EXERCISE DESCRIPTION
Output only the lines of the entries that follow, starting at the one with "For every instance of the horse's" and running down to the one with "Target: horse's muzzle", both included and unchanged.

··· MATERIAL FOR THIS TASK

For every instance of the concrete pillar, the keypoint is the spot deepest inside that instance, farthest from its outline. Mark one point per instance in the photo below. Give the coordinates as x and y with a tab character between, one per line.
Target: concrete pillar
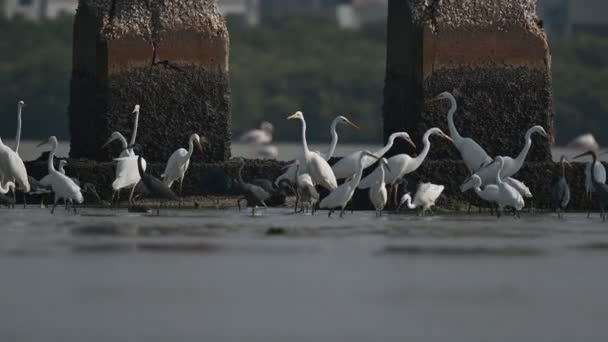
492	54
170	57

······
··· MATERIAL FOR THIS TASK

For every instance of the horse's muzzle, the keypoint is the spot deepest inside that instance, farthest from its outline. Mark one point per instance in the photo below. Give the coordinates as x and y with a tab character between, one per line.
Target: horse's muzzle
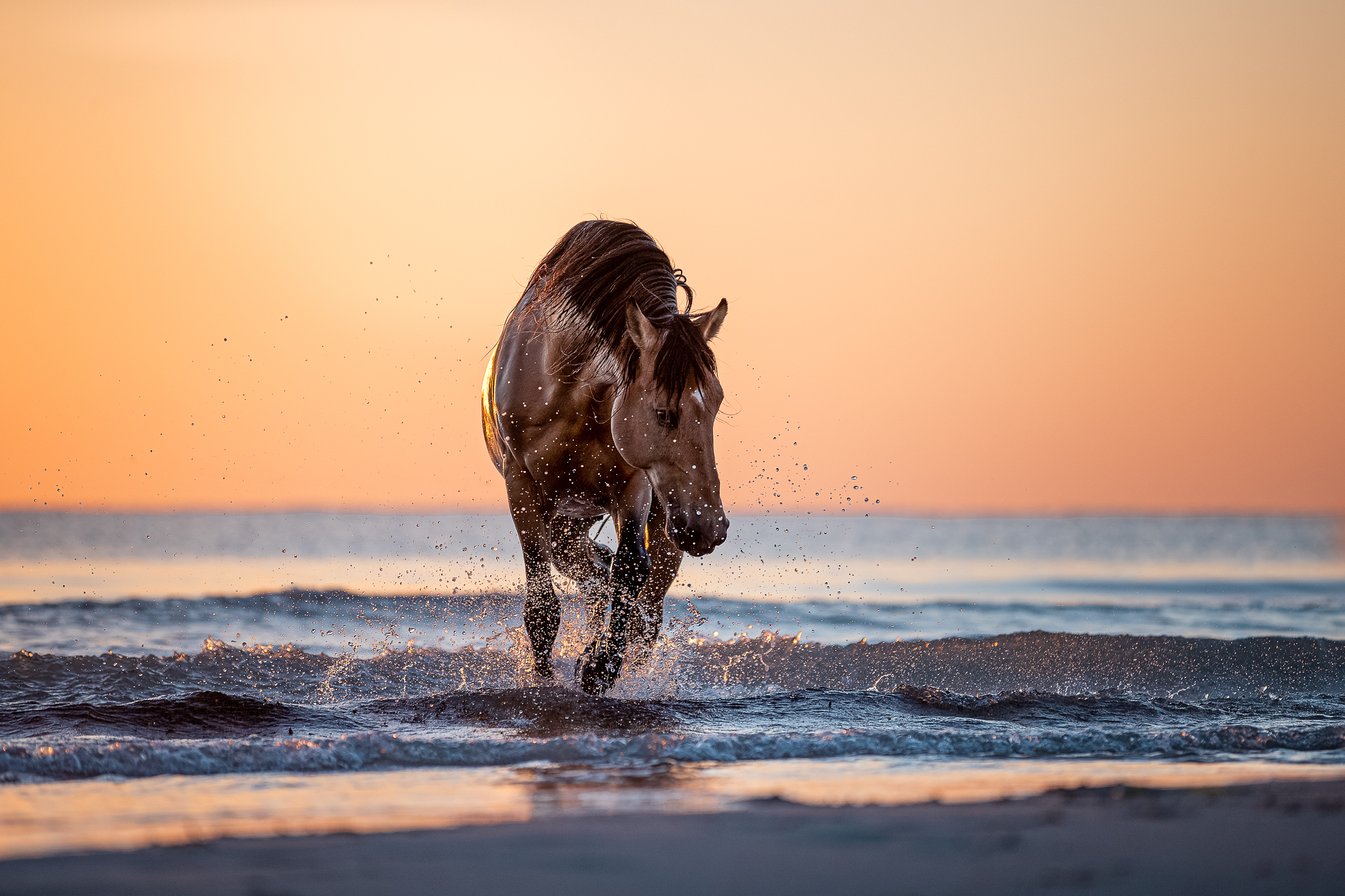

······

YOUR RESPONSE
For every instance of the horse's muzzle, the keypoint is the spot deepest inside that instance, farthest from its outline. Mark one point per instance in the photo below. Give the coordinates as x and y with a tab character between, one per line.
Target: horse's muzzle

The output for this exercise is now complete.